## [Exercise details]
Recast every line of the rows below as a JSON list of strings, one string per line, with blank lines skipped. Leave the pictures out of the list.

==== Task material

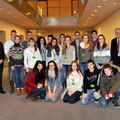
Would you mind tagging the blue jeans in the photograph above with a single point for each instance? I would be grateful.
(73, 98)
(65, 70)
(90, 95)
(104, 102)
(83, 67)
(10, 75)
(19, 76)
(41, 91)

========

## [Solved exercise]
[
  "Would you mind tagging the blue jeans in the photograph above with a single point for each instance? I would be grateful.",
  "(73, 98)",
  "(65, 70)",
  "(90, 95)",
  "(104, 102)",
  "(83, 67)",
  "(10, 75)",
  "(19, 76)",
  "(41, 91)"
]